_EXERCISE GOAL_
Which lines in the data below contain the string "wheel"? Show each one.

*** Begin section ***

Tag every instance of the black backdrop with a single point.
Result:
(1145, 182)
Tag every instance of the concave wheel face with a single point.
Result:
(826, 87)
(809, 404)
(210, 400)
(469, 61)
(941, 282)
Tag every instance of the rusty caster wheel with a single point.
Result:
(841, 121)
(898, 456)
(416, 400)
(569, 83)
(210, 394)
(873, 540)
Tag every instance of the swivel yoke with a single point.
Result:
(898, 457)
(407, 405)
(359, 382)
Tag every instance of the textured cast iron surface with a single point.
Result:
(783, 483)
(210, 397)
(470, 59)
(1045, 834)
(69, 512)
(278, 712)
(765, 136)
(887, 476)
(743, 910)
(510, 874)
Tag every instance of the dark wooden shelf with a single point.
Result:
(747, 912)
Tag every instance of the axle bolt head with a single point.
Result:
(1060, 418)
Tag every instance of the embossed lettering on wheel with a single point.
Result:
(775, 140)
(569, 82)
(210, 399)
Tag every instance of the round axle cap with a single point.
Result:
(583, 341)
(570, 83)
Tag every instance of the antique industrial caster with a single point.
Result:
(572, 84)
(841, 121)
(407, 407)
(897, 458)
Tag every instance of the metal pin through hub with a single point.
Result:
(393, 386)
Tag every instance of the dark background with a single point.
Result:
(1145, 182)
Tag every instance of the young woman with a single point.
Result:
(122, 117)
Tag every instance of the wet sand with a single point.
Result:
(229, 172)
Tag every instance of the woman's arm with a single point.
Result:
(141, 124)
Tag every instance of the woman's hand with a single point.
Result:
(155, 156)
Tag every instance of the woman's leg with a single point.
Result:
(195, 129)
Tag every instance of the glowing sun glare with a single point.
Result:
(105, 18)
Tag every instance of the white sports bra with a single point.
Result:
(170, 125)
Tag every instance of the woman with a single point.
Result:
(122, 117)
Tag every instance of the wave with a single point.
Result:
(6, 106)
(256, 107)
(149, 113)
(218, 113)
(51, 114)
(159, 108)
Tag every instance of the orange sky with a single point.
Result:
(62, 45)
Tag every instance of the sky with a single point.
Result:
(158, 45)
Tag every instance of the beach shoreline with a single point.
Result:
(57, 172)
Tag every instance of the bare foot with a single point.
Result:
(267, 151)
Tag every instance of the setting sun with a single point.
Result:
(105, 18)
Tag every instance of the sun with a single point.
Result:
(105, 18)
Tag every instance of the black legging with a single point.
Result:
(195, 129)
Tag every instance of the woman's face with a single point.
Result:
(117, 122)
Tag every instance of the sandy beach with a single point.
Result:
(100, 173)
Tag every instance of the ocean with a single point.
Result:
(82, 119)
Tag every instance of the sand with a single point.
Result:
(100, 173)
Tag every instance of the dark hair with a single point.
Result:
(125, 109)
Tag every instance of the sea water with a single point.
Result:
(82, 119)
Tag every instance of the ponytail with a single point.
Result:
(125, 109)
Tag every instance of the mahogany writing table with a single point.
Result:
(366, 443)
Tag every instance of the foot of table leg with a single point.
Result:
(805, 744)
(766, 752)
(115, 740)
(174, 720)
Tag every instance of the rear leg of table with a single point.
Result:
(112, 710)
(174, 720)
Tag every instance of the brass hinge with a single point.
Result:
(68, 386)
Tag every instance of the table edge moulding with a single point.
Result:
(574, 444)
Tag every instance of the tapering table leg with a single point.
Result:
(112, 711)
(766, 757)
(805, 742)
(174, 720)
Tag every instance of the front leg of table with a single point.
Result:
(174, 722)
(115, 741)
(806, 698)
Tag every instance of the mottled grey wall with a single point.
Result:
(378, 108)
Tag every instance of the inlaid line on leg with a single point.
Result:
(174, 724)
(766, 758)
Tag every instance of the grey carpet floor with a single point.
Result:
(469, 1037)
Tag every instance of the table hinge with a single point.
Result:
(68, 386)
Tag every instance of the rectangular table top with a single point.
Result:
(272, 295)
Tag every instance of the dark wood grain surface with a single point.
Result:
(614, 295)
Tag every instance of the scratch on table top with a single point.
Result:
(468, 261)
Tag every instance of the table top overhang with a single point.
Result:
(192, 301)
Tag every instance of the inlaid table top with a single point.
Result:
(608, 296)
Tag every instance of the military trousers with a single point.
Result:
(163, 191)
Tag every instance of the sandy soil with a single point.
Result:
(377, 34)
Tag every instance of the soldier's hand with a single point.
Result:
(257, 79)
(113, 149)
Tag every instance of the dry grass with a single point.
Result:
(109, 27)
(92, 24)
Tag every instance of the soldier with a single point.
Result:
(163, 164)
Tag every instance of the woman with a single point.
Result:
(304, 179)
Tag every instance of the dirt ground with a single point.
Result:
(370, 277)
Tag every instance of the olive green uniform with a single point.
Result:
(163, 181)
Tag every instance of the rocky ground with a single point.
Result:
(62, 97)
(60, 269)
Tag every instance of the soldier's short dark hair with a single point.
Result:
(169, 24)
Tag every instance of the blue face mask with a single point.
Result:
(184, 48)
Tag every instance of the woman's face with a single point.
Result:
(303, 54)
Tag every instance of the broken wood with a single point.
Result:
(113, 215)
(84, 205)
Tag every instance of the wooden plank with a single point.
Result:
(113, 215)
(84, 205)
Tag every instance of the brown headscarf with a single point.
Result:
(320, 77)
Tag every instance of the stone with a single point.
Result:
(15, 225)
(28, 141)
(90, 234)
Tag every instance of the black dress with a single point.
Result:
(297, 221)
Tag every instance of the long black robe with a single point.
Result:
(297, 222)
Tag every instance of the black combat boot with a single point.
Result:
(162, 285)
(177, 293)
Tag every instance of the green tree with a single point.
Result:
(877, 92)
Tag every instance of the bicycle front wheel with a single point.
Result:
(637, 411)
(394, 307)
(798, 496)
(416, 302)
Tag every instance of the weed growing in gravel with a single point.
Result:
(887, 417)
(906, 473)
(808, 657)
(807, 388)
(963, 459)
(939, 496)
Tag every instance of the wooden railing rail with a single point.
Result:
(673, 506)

*** End section ***

_SOLUTION FOR THIS EXERCISE_
Tag every instance of the concave wheel face with a single point.
Tag every instance of the rusty caster wheel with a single point.
Tag every instance of the embossed lettering on wheel with a single point.
Tag every instance of the bicycle front wheel with a single point.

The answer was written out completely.